Referring expression pointing data
******************************
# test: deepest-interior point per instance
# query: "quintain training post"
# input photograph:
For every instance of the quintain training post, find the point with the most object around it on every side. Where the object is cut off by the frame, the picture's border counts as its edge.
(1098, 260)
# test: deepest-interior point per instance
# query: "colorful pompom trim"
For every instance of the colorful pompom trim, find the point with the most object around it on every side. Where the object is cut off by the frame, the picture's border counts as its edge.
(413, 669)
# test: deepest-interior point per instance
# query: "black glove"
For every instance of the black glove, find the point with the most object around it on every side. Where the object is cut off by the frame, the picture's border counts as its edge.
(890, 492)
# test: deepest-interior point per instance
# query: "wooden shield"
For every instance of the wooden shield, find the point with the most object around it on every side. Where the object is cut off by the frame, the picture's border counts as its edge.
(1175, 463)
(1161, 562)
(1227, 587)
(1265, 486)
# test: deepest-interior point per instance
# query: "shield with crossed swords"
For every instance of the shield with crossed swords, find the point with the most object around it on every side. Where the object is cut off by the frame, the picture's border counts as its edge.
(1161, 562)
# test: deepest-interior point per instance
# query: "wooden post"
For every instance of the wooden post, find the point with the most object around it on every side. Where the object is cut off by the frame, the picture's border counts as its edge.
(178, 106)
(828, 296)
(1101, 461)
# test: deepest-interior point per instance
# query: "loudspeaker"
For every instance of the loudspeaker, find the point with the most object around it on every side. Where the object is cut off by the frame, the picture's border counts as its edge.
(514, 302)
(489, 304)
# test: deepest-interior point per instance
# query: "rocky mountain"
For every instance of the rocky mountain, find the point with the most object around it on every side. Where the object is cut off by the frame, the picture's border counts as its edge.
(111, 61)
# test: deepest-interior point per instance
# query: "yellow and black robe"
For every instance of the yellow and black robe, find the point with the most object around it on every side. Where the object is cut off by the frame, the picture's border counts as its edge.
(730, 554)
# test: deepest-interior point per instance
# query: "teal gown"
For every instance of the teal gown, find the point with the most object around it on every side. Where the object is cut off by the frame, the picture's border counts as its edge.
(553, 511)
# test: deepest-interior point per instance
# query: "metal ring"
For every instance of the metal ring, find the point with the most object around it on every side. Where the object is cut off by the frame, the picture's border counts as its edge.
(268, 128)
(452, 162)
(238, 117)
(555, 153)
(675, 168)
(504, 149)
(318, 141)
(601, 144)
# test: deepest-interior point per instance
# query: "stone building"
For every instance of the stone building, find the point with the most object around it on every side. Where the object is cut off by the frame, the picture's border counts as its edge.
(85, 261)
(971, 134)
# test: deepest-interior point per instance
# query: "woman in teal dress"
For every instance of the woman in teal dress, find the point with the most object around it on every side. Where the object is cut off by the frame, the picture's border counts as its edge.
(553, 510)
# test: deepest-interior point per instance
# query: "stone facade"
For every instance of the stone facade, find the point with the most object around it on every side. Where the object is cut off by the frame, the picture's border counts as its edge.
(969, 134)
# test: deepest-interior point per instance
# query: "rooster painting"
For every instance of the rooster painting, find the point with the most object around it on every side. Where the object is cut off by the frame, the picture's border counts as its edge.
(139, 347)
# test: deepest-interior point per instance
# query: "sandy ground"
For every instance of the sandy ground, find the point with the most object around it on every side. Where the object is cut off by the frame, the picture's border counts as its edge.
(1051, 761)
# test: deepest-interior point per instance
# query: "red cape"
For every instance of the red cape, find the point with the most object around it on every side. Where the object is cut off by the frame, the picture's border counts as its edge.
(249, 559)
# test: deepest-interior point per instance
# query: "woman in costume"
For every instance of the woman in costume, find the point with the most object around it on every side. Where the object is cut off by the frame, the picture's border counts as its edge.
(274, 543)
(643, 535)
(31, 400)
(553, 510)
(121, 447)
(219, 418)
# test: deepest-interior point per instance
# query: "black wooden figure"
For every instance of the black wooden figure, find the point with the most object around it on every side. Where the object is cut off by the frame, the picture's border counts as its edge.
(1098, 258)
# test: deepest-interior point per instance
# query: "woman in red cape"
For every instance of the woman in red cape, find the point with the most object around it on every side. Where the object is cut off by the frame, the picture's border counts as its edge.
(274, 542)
******************************
Problem requirements
Word for word, every record must be given again.

Result of the task
# test: deepest-interior point per instance
# query: "quintain training post"
# input photograph:
For every instance of the quintain training post, find the point with the most object around it on every side. Where the object is cut off by the frame, the picture's border counts as its edge.
(1098, 260)
# test: deepest-interior point per instance
# query: "colorful pompom trim"
For every instance of the colorful pompom trim, find the point with the most object around it on every side. Where the object is cut off by the frame, the picture's border counts as its edge.
(413, 669)
# test: deepest-interior point per instance
# query: "black glove"
For every instance of the black glove, find the point with the most object around it on every side. Where the object is cut off by the frame, the picture's border counts as its edge.
(890, 492)
# test: deepest-interior point per instance
# query: "wooden shield"
For every instance of the wooden shield, find the point with the most object around it on every side. Where the object is cut off by the frame, the picture's border counts as its edge.
(1175, 463)
(1161, 562)
(1227, 587)
(1265, 486)
# test: deepest-interior point per instance
# query: "shield with crossed swords"
For every instance of the shield with crossed swords, find the point with the most object around it on every side. Where the object is cut off by the frame, the picture's border counts as its edge.
(1161, 562)
# test: deepest-interior point per instance
# query: "wooden post"
For every instance of the wooden post, find the point with the most object around it on every side. Where the object is cut off by the frame, the picture's border counts as its edge.
(178, 106)
(828, 296)
(1101, 461)
# test: deepest-interior point per instance
# query: "loudspeaker"
For every instance of the loudspeaker, find the point with the most object around it on every side. Where the object is cut off by the frame, the picture's border counts as its edge.
(514, 302)
(489, 304)
# test: deepest-interior point per instance
# query: "rocky mountain"
For every instance of the rocky mountain, find the point with the most object around it on every side. Where the object is cut off by the frame, the picture's border counts as its edge.
(111, 61)
# test: deepest-interior point per instance
# query: "yellow and black robe"
For every instance of the yellow and black robe, find the point with the most object around it on every side. Where the object is cut off by the frame, the picture's border counts as its edge.
(730, 554)
# test: deepest-interior point per instance
# query: "teal gown"
For every instance of the teal gown, find the point with the most object around it on every side. Where the object is cut off by the frame, the picture's border counts as its edge.
(553, 511)
# test: deepest-interior point per instance
# query: "metal ring"
For every instance of the metal ring, find the point with the most object around it on every side. Where the object is cut off by the frame, the picture's border counts as its edge.
(268, 128)
(452, 162)
(238, 117)
(555, 153)
(675, 168)
(504, 149)
(318, 141)
(601, 144)
# test: deepest-interior point per instance
# query: "stone building"
For every instance of the stone building, find the point with the most object around it on every side. Where the object is cut off by the frame, the picture's border counts as its edge.
(85, 261)
(971, 134)
# test: deepest-interior point per instance
# query: "woman in teal dress"
For every instance of the woman in teal dress, find the point with the most object around it on every side. Where the object is cut off by the frame, the picture's border counts as its edge.
(553, 510)
# test: deepest-interior point per instance
# query: "stone facade"
For every instance of the stone facade, find the point with the most object around it on every side. Where the object is cut off by the frame, the picture's border counts as its edge.
(969, 134)
# test: deepest-interior point per instance
# query: "rooster painting"
For every instance of the rooster painting, find the point with the most object around it on every side. Where the object is cut off by the frame, the picture's border counts as its edge.
(139, 347)
# test: deepest-interior point per instance
# query: "sandy ground"
For every instance of the sandy ground, find the point with the most object around it on every side. Where the object is cut off by the frame, the picture's border counts as its edge.
(1051, 761)
# test: deepest-interior point per instance
# query: "red cape"
For every instance of the red cape, find the point with the most object around it on every side. Where the object is cut off by the frame, the picture's border counts as its edge.
(249, 559)
# test: deepest-interior point per instance
# query: "woman in costume"
For every instance of the woman in costume, find the point with the most object around it on every side. Where the object is cut off by the frame, the picture's border counts as its edge.
(274, 543)
(643, 535)
(31, 400)
(553, 510)
(121, 447)
(219, 418)
# test: deepest-interior point per instance
# query: "black wooden figure"
For every instance of the black wooden figure, find the point with the most object around it on every side. Where the object is cut off by the frame, the picture's border counts as its edge.
(1098, 258)
# test: deepest-interior point per instance
# query: "woman in red cape"
For every instance of the woman in red cape, find the point with the most object around it on every side. Where the object is cut off by the frame, the picture's border counts as its edge.
(274, 542)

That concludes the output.